Output the material word for word. Leave each picture out.

=======

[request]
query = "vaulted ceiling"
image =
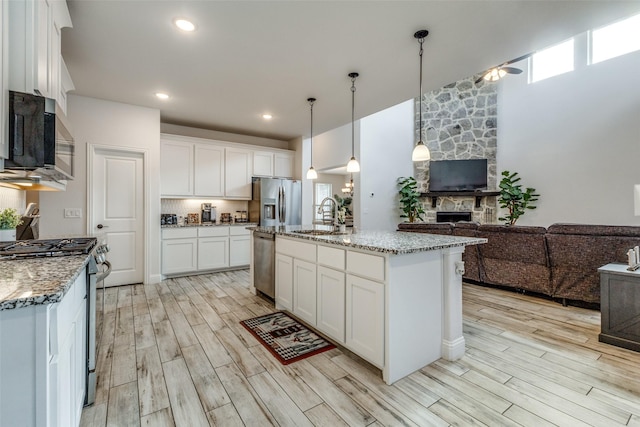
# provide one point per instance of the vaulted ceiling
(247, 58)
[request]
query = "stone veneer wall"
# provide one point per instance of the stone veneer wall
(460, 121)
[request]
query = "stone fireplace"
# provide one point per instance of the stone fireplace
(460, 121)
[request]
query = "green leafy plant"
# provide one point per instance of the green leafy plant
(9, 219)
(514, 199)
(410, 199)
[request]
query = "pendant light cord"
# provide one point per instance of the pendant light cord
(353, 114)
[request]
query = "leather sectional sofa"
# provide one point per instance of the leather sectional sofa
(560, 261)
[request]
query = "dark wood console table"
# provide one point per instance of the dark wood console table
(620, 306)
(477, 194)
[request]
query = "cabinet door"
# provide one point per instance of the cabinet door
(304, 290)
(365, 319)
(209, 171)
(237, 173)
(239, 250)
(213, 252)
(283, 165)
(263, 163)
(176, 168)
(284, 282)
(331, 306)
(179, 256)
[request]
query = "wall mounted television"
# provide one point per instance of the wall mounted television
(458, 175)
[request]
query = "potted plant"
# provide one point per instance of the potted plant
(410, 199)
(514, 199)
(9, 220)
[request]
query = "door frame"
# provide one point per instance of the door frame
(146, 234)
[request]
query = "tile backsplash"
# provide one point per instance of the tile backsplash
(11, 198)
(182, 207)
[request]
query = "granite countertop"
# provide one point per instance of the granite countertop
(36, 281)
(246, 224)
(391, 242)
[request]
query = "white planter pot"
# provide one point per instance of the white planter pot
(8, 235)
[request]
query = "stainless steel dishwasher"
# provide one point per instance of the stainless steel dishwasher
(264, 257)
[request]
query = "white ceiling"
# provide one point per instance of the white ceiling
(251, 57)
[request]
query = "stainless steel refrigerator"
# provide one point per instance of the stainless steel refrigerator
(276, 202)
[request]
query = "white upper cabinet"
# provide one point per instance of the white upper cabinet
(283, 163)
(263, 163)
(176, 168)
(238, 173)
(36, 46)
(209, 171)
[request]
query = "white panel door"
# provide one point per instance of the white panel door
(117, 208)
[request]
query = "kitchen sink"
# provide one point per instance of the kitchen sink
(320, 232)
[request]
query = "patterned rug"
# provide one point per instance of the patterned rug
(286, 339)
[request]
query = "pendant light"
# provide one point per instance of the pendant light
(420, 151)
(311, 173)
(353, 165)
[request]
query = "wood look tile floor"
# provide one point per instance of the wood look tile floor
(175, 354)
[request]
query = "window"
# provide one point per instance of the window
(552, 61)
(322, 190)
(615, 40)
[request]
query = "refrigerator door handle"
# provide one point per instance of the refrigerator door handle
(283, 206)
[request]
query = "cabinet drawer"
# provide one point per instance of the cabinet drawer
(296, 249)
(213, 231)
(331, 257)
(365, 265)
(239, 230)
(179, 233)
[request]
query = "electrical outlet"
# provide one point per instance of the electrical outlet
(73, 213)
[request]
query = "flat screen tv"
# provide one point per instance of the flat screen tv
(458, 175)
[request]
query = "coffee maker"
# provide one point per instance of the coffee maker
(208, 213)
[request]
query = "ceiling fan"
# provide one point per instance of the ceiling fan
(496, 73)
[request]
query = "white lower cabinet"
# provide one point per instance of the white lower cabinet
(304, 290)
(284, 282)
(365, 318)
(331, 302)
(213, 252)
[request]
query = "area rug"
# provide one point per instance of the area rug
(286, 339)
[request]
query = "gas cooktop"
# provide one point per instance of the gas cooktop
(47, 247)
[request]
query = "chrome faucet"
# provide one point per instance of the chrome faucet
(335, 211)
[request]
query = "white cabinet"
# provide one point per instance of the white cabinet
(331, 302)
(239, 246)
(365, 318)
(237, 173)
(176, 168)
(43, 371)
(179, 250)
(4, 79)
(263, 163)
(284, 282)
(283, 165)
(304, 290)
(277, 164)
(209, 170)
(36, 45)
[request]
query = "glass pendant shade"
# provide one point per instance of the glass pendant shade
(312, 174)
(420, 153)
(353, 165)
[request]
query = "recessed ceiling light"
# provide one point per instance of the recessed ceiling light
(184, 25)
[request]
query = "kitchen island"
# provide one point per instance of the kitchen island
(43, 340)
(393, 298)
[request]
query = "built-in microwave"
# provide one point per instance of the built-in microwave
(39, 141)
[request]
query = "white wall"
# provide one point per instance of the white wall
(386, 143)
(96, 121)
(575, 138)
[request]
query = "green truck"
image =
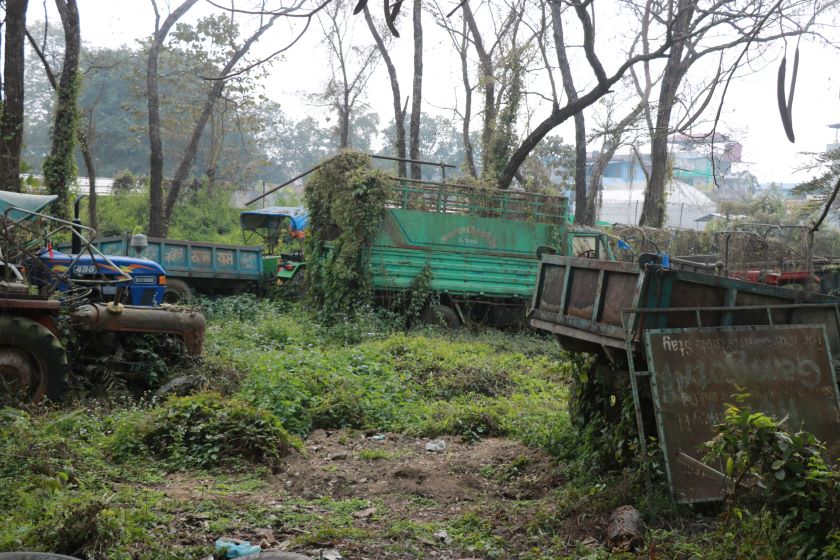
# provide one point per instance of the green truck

=======

(TASK OUTPUT):
[request]
query = "vaulted ceiling"
image =
# provide one point per instance of the vaulted ceiling
(247, 58)
[request]
query = "stone veneer wall"
# provide one point per instance of the stone veneer wall
(460, 121)
[request]
query = "stone fireplace"
# provide one point per instance of the stone fireplace
(460, 121)
[request]
query = "green leafy plant"
# provide one point per instance of the green leafy plant
(9, 219)
(514, 199)
(410, 199)
[request]
query = "pendant light cord"
# provide one point per instance of the pendant light cord
(353, 114)
[request]
query = "leather sectional sofa"
# provide one point per instance of the leather sectional sofa
(560, 261)
[request]
query = "dark wood console table"
# provide one point per instance of the dark wood console table
(620, 306)
(477, 194)
[request]
query = "cabinet door"
# provide one point per instance of the cabinet door
(304, 290)
(365, 319)
(209, 171)
(237, 173)
(239, 250)
(213, 252)
(283, 165)
(263, 163)
(176, 168)
(284, 282)
(331, 306)
(179, 256)
[request]
query = "wall mounted television"
# provide one point per instance of the wall mounted television
(458, 175)
[request]
query = "potted plant"
# provide one point per instance of the potted plant
(410, 199)
(514, 199)
(9, 220)
[request]
query = "door frame"
# provide one point per instance of the door frame
(146, 234)
[request]
query = "tile backsplash"
# provide one point per instance of the tile backsplash
(11, 198)
(182, 207)
[request]
query = "granite countertop"
# provide one point per instance of the granite countertop
(36, 281)
(246, 224)
(391, 242)
[request]
query = "white planter pot"
# provide one point per instance of the white planter pot
(8, 235)
[request]
query = "stainless steel dishwasher"
# provide one point per instance of the stainless steel dishwasher
(264, 257)
[request]
query = "white ceiling"
# provide one point per instance of the white ceiling
(251, 57)
[request]
query = "stainless steel refrigerator"
# provide one point per instance of the stainless steel refrigerator
(276, 202)
[request]
query = "white upper cabinet"
# provide one point per instance of the white upper cabinet
(283, 163)
(263, 163)
(176, 168)
(238, 173)
(36, 46)
(209, 171)
[request]
query = "white panel door"
# provide one point per instance of the white panel door
(117, 208)
[request]
query = "kitchen sink"
# provide one point per instance of the kitchen sink
(320, 232)
[request]
query = "patterned rug"
# provide one point per instance of the patterned rug
(286, 339)
[request]
query = "pendant light"
# provide one point per instance of the pendant light
(420, 151)
(311, 173)
(353, 165)
[request]
query = "wood look tile floor"
# provide one point per instance of the wood look tile floor
(175, 354)
[request]
query = "window"
# provide one point per instance of the window
(552, 61)
(322, 190)
(615, 40)
[request]
query = "refrigerator door handle"
# provide one point per instance of the refrigerator door handle
(283, 206)
[request]
query = "cabinet drawer"
# provide one point per instance of the cabinet drawer
(296, 249)
(213, 231)
(331, 257)
(365, 265)
(239, 230)
(179, 233)
[request]
query = "electrical outlet"
# provide one point per instance of the electrical outlet
(73, 213)
[request]
query = "flat screen tv"
# provide one point per instance of the flat screen tv
(458, 175)
[request]
query = "coffee maker"
# provide one point per instance of the coffee maker
(208, 213)
[request]
query = "ceiling fan"
# provide one point per instance of the ceiling fan
(496, 73)
[request]
query = "white lower cabinet"
# provide one point per instance of the white lower cabinet
(304, 290)
(284, 282)
(365, 318)
(331, 302)
(213, 252)
[request]
query = "area rug"
# provide one point per instance of the area rug
(286, 339)
[request]
query = "gas cooktop"
# provide one point per instance of the gas cooktop
(47, 247)
[request]
query = "chrome faucet"
# provide one point per instance of the chrome faucet
(335, 211)
[request]
query = "white cabinet"
# provide one point per instance of the white cabinet
(331, 302)
(239, 246)
(365, 318)
(237, 173)
(176, 168)
(43, 371)
(179, 250)
(4, 79)
(263, 163)
(284, 282)
(283, 165)
(304, 290)
(277, 164)
(209, 170)
(36, 45)
[request]
query = "glass pendant shade"
# provide one point per instance of the glass pendant shade
(312, 174)
(420, 153)
(353, 165)
[request]
query = "recessed ceiling light"
# provide one point per instance of the recessed ceiling light
(184, 25)
[request]
query = "kitchen island"
# provide one point per instance of the kitchen island
(43, 340)
(393, 298)
[request]
query = "built-in microwave"
# provide one point per instance of the built-in microwave
(39, 141)
[request]
query = "white wall"
# provide one point per instance of the white wall
(386, 143)
(96, 121)
(575, 138)
[request]
query = "green truck"
image =
# provide one point per instance of the green truck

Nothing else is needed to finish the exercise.